* [The problem] Reproduce only the lines from the one containing "Task: point out each instance of the distant" through the end of the material, requests included. Scale every coordinate in the answers by 2.25 and round to whole numbers, with halves rounded up.

-- BEGIN Supplied data --

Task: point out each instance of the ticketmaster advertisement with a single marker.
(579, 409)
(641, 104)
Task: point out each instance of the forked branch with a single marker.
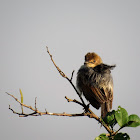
(36, 112)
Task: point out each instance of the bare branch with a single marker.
(72, 75)
(36, 112)
(63, 75)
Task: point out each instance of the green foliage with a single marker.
(110, 119)
(121, 136)
(121, 117)
(134, 121)
(102, 137)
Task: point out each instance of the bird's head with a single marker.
(92, 60)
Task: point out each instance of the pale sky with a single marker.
(70, 28)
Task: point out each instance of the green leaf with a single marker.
(122, 136)
(121, 116)
(110, 118)
(134, 121)
(21, 95)
(102, 137)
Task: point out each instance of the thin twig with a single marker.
(72, 75)
(63, 75)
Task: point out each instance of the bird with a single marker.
(95, 82)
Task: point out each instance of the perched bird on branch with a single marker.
(95, 82)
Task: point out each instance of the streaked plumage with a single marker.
(95, 82)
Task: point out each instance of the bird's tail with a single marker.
(105, 108)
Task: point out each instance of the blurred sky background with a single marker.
(70, 28)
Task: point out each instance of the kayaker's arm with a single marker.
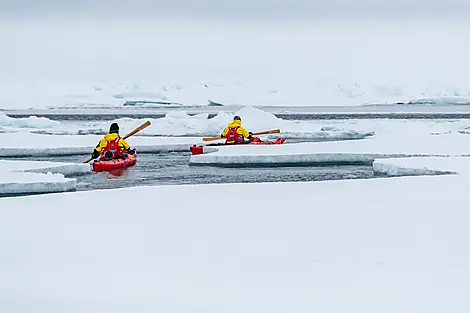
(224, 133)
(124, 145)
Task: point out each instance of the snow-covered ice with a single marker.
(363, 151)
(422, 166)
(27, 144)
(21, 183)
(44, 167)
(380, 245)
(179, 123)
(29, 177)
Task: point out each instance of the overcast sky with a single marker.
(237, 8)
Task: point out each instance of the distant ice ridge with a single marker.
(324, 91)
(182, 124)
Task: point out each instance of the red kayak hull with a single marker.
(200, 149)
(104, 166)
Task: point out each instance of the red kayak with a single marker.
(200, 149)
(115, 164)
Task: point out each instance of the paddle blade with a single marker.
(138, 129)
(211, 138)
(273, 131)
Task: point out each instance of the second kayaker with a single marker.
(112, 146)
(234, 133)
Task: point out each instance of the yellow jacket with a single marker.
(110, 137)
(241, 131)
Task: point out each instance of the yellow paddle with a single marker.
(274, 131)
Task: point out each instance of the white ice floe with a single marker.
(31, 122)
(364, 151)
(179, 123)
(30, 177)
(22, 183)
(27, 144)
(422, 166)
(331, 246)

-- END Supplied data --

* [The completed task]
Task: point out each instance of the distant ice ridge with a single marker.
(729, 205)
(410, 279)
Task: point out each instance of the red kayak hull with a single marker.
(450, 335)
(234, 374)
Task: point out each instance of the red kayak with a single marker.
(450, 335)
(259, 369)
Task: point out each instance of the paddle blade with a single marker.
(311, 290)
(475, 311)
(614, 295)
Task: point out each instance of the second kayaker with a single marker.
(252, 329)
(527, 299)
Task: point out each instance of the yellow jacket with a single marker.
(248, 308)
(542, 295)
Task: point out each instance of the yellow paddle with a single marker.
(617, 295)
Task: point out each instance of the white ice floe with a single marker.
(70, 275)
(819, 340)
(403, 277)
(68, 398)
(50, 412)
(61, 324)
(950, 374)
(745, 554)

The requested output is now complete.